EXERCISE BRIEF = Output the lines of the records from the one containing "Spot the boy in" through the last, both ends included. Leave pictures out.

---- AVAILABLE RECORDS

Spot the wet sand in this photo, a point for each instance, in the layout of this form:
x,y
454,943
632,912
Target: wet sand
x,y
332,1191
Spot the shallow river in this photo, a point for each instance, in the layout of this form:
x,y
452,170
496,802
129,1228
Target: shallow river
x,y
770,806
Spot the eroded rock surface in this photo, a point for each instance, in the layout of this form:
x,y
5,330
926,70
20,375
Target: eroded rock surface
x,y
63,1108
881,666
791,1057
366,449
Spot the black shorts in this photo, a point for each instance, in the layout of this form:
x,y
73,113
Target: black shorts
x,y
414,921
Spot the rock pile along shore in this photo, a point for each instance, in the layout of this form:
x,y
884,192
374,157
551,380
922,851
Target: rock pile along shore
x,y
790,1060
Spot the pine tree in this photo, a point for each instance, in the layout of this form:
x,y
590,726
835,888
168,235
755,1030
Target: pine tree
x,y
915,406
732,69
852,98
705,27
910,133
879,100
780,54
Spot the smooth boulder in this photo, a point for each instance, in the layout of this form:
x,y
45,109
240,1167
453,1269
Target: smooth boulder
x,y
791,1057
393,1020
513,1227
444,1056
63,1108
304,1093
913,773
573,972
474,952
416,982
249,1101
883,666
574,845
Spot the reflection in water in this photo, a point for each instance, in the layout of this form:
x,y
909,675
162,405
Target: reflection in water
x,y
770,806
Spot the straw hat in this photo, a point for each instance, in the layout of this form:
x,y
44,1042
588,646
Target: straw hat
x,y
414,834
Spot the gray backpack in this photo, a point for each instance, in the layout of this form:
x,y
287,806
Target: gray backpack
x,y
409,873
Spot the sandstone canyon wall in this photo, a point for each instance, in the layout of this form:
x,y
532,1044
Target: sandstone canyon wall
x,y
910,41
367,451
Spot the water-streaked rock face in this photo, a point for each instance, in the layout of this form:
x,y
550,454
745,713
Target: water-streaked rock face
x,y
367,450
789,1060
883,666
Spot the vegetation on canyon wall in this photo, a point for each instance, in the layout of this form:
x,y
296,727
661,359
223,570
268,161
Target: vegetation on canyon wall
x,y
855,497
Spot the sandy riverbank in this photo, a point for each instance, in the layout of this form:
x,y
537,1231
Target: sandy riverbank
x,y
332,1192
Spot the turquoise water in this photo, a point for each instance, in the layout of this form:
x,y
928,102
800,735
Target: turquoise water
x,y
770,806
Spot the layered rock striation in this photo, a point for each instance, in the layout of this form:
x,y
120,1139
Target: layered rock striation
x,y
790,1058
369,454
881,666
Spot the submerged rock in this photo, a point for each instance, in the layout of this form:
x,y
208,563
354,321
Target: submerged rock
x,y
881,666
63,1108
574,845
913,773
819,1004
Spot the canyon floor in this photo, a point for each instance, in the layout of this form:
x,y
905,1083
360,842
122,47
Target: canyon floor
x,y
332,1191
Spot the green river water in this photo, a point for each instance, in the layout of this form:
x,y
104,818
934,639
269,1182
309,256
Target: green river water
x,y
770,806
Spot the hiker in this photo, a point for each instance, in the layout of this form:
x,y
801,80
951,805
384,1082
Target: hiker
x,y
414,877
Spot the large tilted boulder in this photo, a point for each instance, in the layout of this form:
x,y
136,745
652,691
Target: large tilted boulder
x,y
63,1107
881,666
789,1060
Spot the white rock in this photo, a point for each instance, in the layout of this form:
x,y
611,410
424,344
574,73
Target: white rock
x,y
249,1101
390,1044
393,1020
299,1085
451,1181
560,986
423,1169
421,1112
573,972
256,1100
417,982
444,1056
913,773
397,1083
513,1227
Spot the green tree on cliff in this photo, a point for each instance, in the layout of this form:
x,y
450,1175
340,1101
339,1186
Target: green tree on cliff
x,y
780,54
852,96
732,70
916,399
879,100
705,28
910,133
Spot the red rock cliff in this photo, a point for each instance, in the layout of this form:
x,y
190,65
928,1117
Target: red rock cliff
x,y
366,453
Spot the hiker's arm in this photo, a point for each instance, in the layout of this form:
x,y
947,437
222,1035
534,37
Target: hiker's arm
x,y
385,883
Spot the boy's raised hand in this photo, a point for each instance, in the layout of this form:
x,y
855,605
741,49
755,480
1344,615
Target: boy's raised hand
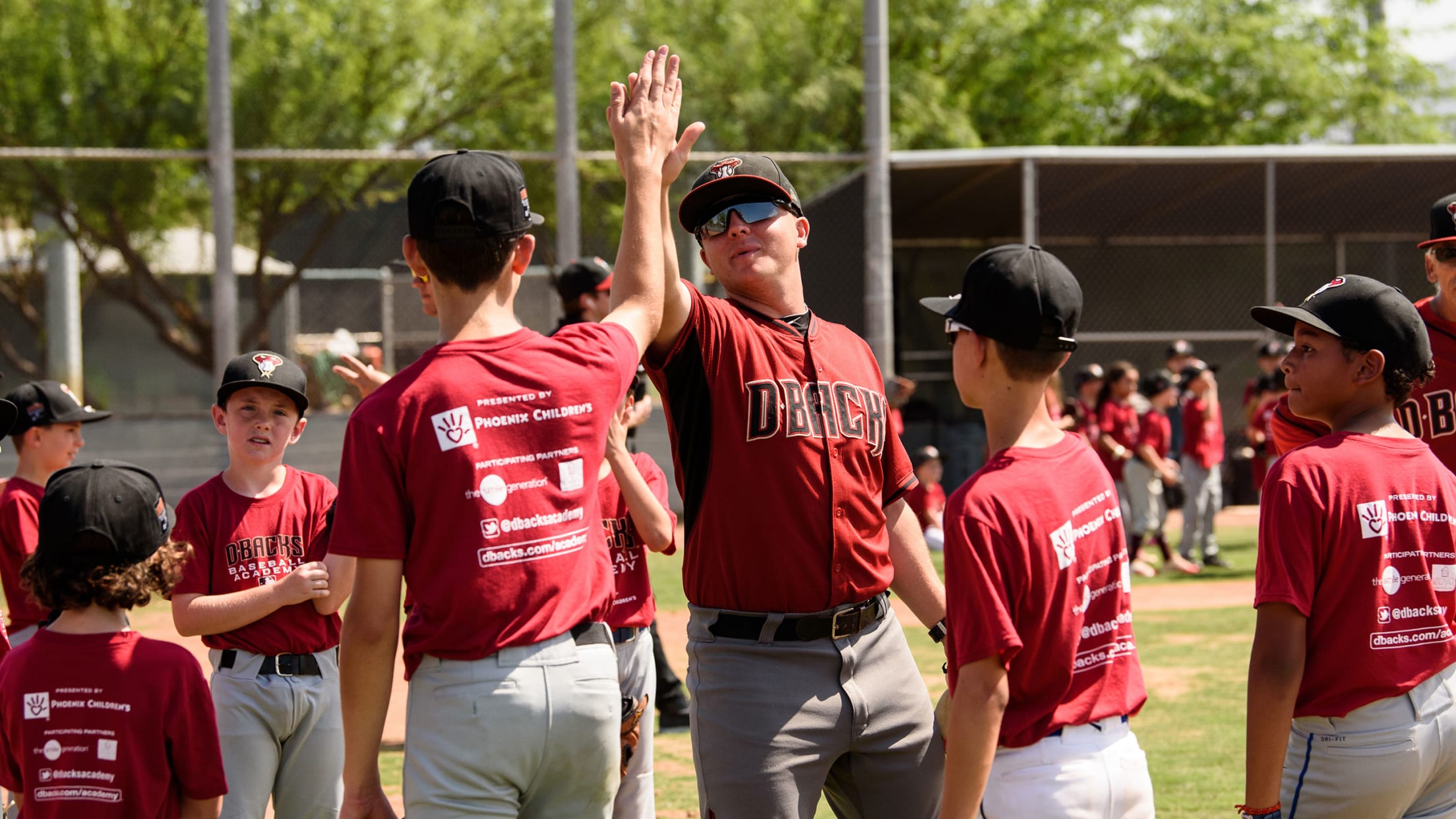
x,y
305,584
642,114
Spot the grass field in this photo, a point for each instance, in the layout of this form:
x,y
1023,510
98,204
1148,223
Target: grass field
x,y
1192,727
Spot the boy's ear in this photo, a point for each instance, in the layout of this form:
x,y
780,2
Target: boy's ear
x,y
1372,368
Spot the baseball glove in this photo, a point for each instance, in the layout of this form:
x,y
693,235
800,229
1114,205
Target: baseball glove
x,y
631,727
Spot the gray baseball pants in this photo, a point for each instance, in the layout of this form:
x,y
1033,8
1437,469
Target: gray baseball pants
x,y
530,732
637,675
1203,499
283,738
776,723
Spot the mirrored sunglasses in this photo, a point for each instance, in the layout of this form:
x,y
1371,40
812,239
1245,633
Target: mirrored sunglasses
x,y
747,212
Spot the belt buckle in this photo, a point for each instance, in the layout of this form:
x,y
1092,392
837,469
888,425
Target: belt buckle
x,y
853,622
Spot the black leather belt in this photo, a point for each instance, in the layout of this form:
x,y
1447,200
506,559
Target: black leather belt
x,y
280,665
837,624
626,634
592,633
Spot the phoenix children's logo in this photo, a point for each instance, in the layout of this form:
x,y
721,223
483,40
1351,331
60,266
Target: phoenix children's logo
x,y
1334,282
38,706
267,363
724,167
453,429
1065,545
1372,519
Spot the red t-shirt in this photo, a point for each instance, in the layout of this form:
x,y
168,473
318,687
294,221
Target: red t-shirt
x,y
242,543
1157,432
19,532
1203,438
1356,532
769,425
107,726
634,604
477,467
1037,572
1118,421
928,503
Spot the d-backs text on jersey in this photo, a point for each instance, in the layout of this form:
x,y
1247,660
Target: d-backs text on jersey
x,y
816,410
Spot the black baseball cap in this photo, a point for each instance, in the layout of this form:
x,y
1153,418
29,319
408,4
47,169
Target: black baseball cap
x,y
120,502
1018,295
43,403
1443,222
489,185
734,179
8,414
584,276
1178,349
1157,382
264,368
1362,313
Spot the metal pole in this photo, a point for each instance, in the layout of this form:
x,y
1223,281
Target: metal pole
x,y
386,317
880,320
63,307
1270,276
1028,202
568,184
220,162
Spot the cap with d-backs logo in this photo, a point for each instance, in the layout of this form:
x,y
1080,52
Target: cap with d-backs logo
x,y
1018,295
1443,222
264,368
1362,313
736,178
43,403
120,502
488,185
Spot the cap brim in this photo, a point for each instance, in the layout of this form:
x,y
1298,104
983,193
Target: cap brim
x,y
698,204
941,305
228,390
1282,320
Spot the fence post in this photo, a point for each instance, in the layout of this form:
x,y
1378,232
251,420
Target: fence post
x,y
63,307
386,317
880,309
1270,226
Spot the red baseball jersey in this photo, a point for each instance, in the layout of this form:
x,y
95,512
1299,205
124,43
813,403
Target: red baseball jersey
x,y
1037,573
784,460
1356,533
107,726
19,532
1155,431
928,502
1117,421
634,604
1203,436
477,467
242,543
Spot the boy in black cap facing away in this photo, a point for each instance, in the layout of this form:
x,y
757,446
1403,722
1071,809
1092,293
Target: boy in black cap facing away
x,y
586,292
47,436
98,720
1354,582
264,596
1043,668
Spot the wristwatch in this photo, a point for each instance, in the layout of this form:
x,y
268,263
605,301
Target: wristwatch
x,y
938,632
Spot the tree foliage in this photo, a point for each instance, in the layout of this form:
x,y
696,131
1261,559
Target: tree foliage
x,y
765,75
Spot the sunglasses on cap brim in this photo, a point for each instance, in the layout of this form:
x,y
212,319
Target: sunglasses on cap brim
x,y
747,212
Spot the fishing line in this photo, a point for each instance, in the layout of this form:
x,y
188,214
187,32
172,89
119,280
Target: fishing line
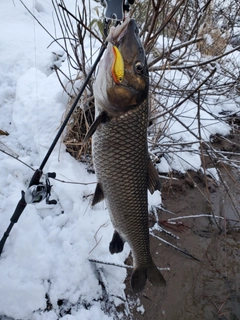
x,y
36,76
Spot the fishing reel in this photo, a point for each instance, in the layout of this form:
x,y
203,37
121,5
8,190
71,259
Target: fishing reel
x,y
41,190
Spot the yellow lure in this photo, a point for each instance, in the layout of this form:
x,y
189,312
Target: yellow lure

--------

SOLUTION TO THIS TASK =
Spot the boy in black cap facing away in this photo, a point for each instance, in the layout of this form:
x,y
757,446
1403,722
1071,809
1092,293
Target: boy in black cap facing away
x,y
586,292
47,436
98,720
1354,582
264,596
1043,668
Spot the wristwatch in this photo, a point for each instance, in the layout of this form:
x,y
268,263
605,301
Target: wristwatch
x,y
938,632
Spot the tree foliage in this photo, a point for each instance, in the layout of this form:
x,y
696,131
1261,559
Target: tree foliage
x,y
765,75
Spot the sunglasses on cap brim in this photo, a point for each instance, in the layout of this form:
x,y
212,319
Target: sunglasses on cap brim
x,y
747,212
Spot the fishing line in this photo, a point for each instance, in the layout of this form:
x,y
188,214
187,32
172,89
119,280
Target: fishing line
x,y
36,76
Spot the fishing reel in this photo, a point for each instance, in the layout of this form:
x,y
203,37
121,5
8,190
71,259
Target: fishing reel
x,y
41,190
Spot the yellow lure in this photo, a point for each instance, in the layout of this form:
x,y
189,312
Target: yellow lure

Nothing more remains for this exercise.